*Natural-language object grounding data*:
* * * * * * *
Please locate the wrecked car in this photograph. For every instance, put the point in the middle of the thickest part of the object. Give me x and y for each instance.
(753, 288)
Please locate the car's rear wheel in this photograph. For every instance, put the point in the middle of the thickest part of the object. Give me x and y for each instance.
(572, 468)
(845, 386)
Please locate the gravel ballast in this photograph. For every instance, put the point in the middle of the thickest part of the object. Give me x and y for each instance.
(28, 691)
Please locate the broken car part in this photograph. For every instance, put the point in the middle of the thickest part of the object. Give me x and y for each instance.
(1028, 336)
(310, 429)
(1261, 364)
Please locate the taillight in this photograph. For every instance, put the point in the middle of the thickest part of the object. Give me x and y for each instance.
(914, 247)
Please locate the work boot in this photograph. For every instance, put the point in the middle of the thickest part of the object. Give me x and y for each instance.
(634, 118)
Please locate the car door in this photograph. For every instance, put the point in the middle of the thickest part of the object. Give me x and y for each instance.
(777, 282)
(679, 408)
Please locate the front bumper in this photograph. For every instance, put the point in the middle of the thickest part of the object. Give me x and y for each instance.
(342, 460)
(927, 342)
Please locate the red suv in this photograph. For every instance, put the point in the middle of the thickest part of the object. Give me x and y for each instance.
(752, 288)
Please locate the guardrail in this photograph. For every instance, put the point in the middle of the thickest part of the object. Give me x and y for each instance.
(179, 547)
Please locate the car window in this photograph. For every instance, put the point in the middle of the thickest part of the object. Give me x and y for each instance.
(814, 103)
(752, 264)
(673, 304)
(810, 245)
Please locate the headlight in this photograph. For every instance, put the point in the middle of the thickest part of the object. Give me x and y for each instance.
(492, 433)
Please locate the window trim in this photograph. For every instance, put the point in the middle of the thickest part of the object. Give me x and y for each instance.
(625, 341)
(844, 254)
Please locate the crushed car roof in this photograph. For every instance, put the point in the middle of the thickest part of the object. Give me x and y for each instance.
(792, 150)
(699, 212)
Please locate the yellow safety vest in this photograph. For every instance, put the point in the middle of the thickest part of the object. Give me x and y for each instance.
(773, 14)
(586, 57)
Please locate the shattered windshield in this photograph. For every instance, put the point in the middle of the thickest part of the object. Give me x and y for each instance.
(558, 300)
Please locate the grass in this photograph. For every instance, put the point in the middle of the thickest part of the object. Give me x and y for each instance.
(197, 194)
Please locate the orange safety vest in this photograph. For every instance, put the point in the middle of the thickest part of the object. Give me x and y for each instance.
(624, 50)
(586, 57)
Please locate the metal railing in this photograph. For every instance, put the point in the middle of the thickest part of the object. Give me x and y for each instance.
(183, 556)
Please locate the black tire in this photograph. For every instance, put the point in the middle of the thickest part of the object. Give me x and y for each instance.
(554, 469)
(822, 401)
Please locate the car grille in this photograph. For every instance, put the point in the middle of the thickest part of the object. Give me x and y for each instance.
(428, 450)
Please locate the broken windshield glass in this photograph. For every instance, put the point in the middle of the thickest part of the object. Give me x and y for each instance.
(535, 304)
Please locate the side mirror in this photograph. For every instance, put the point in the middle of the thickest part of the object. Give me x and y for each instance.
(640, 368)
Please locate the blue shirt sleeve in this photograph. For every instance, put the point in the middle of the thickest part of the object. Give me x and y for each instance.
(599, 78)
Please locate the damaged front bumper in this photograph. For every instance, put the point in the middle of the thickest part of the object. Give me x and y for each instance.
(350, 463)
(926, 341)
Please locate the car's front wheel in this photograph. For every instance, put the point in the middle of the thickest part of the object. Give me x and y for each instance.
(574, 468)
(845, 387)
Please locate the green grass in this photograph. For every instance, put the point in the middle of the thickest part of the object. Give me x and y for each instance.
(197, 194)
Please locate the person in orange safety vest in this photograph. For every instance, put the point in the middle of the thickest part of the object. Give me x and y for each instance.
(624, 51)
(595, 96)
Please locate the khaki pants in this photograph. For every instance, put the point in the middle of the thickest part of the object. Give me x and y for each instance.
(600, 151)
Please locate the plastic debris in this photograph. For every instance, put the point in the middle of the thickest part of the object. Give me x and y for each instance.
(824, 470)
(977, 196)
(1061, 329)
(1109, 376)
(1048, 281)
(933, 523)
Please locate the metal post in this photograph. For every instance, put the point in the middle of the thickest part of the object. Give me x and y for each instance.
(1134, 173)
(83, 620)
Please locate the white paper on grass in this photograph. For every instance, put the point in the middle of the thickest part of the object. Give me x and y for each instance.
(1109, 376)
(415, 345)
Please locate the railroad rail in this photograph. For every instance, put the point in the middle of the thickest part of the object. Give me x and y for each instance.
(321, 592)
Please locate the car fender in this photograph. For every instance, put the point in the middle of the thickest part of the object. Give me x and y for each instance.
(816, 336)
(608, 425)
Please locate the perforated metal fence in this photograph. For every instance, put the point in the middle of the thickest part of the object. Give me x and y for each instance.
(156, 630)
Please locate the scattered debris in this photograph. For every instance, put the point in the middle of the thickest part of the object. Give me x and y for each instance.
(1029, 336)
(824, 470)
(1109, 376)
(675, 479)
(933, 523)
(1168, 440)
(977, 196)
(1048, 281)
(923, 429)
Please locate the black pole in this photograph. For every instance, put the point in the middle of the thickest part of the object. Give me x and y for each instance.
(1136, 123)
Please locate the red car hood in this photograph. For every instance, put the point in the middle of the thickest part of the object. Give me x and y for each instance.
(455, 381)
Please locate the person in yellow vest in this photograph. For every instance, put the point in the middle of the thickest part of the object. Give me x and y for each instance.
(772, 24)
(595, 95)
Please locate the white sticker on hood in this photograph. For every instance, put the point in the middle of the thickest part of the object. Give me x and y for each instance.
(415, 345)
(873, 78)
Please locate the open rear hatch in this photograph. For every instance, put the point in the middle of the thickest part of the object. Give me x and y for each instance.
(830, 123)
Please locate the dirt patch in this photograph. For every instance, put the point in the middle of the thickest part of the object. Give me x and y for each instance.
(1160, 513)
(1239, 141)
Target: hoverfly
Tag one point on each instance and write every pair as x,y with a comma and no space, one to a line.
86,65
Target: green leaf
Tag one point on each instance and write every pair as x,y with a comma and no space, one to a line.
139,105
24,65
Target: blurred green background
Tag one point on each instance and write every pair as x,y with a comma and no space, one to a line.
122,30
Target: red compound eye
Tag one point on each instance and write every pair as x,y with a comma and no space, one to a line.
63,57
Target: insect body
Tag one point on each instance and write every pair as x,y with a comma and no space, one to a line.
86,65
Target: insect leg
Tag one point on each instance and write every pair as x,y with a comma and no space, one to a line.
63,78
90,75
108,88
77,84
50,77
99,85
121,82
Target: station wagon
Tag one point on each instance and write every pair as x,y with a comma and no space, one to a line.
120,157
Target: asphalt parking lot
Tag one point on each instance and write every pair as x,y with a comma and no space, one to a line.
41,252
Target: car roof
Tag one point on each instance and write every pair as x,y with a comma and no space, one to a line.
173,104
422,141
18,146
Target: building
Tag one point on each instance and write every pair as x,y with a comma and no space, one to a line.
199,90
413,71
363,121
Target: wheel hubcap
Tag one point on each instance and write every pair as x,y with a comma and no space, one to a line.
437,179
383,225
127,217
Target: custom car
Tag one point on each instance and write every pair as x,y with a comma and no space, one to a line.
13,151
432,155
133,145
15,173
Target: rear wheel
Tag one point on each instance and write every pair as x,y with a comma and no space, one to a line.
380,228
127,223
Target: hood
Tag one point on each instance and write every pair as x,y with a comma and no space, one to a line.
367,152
* * * * * * *
*Description of the task*: If a line in the records includes the string "insect", copy it.

*Answer to this task*:
Target: insect body
Target: insect leg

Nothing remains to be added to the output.